(Beginning of Records provided)
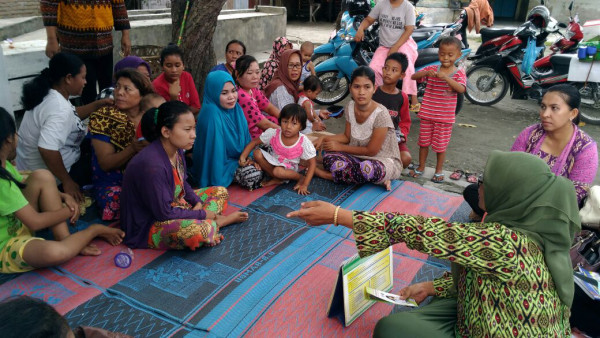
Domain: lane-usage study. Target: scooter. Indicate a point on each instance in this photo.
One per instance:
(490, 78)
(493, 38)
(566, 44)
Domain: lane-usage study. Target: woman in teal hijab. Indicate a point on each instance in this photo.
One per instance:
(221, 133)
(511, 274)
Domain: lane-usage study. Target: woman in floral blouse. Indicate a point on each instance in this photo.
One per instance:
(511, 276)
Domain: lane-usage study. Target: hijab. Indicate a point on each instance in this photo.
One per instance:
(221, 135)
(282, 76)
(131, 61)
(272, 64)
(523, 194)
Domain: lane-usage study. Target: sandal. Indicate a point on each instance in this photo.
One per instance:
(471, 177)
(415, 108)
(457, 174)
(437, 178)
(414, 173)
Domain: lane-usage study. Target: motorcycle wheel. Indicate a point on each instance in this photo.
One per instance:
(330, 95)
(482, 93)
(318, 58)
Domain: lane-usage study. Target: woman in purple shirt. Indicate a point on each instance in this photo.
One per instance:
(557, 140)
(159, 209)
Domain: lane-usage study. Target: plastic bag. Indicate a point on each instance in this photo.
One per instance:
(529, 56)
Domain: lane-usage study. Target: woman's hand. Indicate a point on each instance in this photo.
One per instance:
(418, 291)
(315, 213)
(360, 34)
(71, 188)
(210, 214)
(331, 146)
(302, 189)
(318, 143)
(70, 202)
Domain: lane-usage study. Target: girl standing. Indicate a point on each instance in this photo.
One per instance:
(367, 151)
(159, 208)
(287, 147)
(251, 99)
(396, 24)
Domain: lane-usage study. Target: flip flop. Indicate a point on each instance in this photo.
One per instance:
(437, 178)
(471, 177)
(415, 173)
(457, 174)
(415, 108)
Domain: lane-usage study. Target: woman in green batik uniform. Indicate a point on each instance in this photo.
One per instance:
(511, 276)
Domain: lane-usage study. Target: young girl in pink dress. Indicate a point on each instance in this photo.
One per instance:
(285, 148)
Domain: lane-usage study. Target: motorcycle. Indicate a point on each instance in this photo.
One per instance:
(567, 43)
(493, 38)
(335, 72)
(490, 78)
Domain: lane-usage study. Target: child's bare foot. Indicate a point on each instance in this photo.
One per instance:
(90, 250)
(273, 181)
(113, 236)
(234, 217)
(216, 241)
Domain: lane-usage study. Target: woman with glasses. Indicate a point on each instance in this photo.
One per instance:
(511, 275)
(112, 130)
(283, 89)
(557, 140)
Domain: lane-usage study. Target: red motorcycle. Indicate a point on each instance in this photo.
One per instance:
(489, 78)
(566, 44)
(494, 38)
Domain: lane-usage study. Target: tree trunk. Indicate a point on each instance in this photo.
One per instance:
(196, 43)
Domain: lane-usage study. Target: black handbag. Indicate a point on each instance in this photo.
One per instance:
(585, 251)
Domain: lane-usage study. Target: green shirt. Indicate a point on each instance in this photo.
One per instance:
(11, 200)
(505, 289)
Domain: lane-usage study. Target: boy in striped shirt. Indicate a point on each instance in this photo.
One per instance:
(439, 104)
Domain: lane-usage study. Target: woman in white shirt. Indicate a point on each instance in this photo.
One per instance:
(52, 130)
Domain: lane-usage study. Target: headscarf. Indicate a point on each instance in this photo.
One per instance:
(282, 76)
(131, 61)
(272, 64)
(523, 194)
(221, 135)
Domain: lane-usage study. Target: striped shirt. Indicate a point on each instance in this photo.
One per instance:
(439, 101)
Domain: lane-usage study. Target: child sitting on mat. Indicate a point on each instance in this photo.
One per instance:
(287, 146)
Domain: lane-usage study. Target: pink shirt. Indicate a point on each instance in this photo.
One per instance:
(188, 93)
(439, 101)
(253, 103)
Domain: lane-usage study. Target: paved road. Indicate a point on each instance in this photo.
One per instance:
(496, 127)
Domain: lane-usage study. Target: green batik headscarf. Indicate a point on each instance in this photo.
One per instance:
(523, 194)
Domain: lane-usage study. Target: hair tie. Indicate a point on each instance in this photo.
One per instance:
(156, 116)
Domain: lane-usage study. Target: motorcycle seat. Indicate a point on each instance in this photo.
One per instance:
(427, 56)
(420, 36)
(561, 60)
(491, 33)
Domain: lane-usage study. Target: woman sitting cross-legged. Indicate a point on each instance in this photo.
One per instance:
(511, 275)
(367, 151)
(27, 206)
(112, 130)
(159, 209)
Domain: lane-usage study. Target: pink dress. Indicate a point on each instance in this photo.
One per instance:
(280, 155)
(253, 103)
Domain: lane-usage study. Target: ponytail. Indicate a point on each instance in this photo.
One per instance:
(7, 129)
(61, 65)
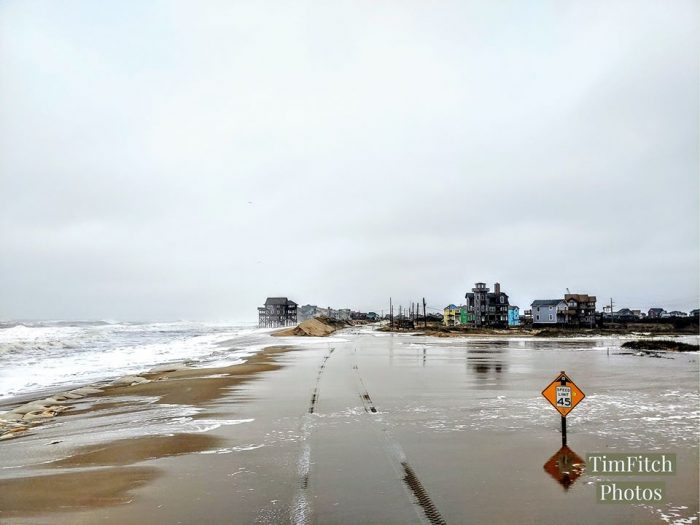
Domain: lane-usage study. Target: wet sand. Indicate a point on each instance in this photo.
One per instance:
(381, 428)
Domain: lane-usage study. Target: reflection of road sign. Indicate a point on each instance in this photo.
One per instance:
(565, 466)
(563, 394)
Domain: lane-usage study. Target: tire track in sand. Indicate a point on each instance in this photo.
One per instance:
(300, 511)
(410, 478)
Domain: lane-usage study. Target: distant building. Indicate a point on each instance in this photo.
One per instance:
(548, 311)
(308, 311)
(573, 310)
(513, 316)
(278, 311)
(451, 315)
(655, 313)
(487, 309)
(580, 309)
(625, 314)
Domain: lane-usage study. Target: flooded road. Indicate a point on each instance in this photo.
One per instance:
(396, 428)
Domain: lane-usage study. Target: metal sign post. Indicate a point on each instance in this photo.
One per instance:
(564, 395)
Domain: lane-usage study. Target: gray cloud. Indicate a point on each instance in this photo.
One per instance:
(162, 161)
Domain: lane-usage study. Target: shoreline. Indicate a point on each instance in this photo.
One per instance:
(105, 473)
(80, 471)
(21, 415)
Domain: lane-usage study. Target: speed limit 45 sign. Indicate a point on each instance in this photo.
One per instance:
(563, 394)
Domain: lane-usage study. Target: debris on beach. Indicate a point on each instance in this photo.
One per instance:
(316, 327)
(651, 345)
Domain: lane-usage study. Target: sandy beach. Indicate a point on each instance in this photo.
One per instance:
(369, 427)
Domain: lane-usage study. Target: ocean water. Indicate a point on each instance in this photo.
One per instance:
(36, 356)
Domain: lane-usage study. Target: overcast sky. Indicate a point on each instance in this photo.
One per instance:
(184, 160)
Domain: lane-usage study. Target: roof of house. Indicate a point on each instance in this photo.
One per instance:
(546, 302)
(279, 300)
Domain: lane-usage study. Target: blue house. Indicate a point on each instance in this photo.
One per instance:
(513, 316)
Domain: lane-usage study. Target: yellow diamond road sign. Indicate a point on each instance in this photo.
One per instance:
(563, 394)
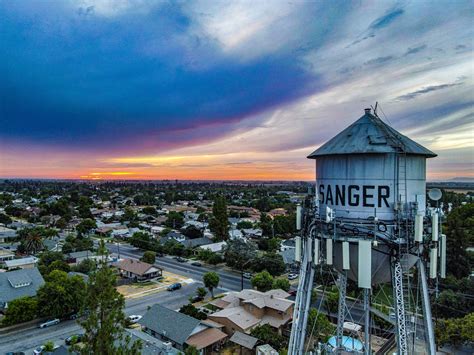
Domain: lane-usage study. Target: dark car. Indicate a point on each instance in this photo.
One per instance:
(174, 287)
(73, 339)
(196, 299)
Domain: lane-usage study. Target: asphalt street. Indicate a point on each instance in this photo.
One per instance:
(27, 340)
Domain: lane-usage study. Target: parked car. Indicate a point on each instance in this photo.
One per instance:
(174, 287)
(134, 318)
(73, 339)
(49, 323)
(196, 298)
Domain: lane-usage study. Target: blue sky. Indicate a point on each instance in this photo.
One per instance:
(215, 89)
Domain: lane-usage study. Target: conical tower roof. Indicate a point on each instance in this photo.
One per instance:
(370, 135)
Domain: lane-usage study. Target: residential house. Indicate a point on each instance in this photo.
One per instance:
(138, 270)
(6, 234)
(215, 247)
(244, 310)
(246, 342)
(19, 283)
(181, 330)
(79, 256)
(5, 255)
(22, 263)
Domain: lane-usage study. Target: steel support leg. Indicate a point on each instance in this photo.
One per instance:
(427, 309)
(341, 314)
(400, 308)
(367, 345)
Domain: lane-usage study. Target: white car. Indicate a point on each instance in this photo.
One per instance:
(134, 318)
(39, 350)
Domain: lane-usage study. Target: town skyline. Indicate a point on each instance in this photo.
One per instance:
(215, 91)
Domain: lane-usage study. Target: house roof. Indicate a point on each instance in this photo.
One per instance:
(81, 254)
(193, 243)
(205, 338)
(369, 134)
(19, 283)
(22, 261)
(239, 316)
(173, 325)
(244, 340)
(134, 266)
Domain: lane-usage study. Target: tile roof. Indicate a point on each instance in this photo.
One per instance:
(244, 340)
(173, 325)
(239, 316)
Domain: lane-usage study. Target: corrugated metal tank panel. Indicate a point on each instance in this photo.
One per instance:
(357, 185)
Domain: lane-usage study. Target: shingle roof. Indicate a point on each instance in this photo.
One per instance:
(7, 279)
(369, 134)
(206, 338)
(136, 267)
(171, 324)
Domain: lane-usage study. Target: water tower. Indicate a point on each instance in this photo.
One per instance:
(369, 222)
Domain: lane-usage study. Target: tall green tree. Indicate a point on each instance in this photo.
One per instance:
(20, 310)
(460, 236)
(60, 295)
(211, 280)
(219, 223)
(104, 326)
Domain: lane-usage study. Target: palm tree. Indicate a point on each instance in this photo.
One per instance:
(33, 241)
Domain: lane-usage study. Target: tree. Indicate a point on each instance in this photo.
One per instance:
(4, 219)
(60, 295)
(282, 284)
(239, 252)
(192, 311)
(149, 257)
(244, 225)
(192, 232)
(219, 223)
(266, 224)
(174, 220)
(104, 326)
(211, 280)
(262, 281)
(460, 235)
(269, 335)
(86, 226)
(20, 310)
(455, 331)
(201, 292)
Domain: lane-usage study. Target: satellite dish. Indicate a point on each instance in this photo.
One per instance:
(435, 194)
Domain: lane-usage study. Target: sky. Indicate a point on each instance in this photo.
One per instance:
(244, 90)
(End of Records provided)
▶ **Task instructions**: Lines containing "metal": tally them across the records above and give the total alone.

▶ **Response to the exercise**: 2